+++ DATA

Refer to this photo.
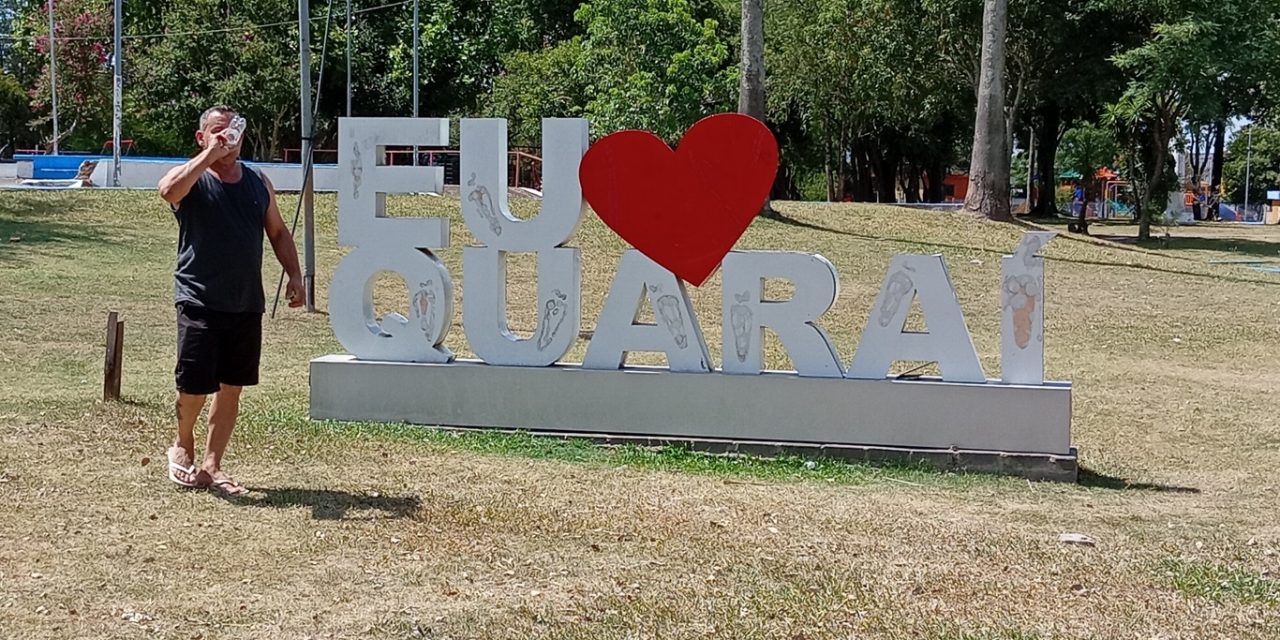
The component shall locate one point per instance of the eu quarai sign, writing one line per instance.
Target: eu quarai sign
(711, 187)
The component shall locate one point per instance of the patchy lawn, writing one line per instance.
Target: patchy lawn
(394, 531)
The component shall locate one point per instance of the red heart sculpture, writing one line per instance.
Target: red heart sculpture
(684, 209)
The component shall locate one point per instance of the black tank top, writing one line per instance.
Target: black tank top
(220, 243)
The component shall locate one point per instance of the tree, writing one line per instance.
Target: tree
(988, 169)
(750, 94)
(83, 33)
(652, 64)
(750, 90)
(14, 115)
(1084, 150)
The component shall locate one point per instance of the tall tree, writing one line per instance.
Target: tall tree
(988, 167)
(750, 88)
(83, 35)
(1087, 149)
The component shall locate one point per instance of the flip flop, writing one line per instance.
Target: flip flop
(176, 467)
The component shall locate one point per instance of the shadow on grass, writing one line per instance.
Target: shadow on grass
(792, 222)
(22, 224)
(1093, 479)
(1244, 247)
(330, 504)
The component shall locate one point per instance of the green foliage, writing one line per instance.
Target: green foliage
(1264, 163)
(648, 64)
(539, 85)
(14, 114)
(652, 64)
(174, 80)
(1087, 147)
(83, 69)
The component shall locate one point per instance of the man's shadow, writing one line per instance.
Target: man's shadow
(330, 504)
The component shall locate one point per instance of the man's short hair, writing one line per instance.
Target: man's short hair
(216, 109)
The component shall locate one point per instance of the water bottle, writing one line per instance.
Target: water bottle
(234, 131)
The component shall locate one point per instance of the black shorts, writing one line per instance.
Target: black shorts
(215, 348)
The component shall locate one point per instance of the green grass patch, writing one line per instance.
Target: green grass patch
(1220, 583)
(270, 424)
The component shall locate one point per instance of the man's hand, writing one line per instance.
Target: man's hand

++++++

Only an exact, picture-free copy of the entries counts as the answer.

Refer to this photo.
The component shall locate one point per instance of the eu quarai sign, writing one line per instance.
Target: eu quarai sign
(711, 187)
The component shall locate one point per instance of the patchy lawn, writing one line per instance.
Target: patchy lawn
(394, 531)
The component shall locate one point per instance of the red heart sculpture, writing one line per instance.
Target: red heart sculpture
(684, 209)
The component shall locate one point per instance of the black tank top, writing one line per instance.
Target: black tank top
(220, 243)
The component shall locate one point per instance of the tree, writing one line per instance.
Target: tree
(988, 169)
(750, 94)
(83, 33)
(652, 64)
(750, 90)
(14, 115)
(1084, 150)
The component shall locate one point per instance of the tall tree, writing one line per instance.
Target: tall tree
(988, 167)
(750, 88)
(83, 35)
(1087, 149)
The component shall locate one point per instance of the flip flop, writing one line per instance.
Target: flip flop
(176, 467)
The component shall locate one point per instance of the shadow on grass, writing one line per instance.
Target: shadow on grass
(792, 222)
(22, 224)
(1093, 479)
(1244, 247)
(330, 504)
The component shall locate one point per instance of the green foliage, writing one line per instance.
Target: green foliage
(1264, 163)
(648, 64)
(539, 85)
(14, 114)
(652, 64)
(174, 80)
(1087, 147)
(83, 69)
The component shall locate one point per instance of the man's shadow, writing one line per instance.
Target: man's shadow
(330, 504)
The component shall locate one point per instance of the man's short hair, writing one line per instance.
Target: man's short hair
(216, 109)
The component shall locate one point per instance of the water bottle, writing one line per instance.
Target: water bottle
(234, 131)
The component shall locate one point per instance of the black shorts, writing one line per instance.
Target: black shorts
(215, 348)
The component shall locate one point per instance of the green grass patch, writing one line per instance.
Target: green grass patch
(1220, 583)
(270, 424)
The component shall locate one point per instance of the man's hand, writing one line per instance.
Target: man's hand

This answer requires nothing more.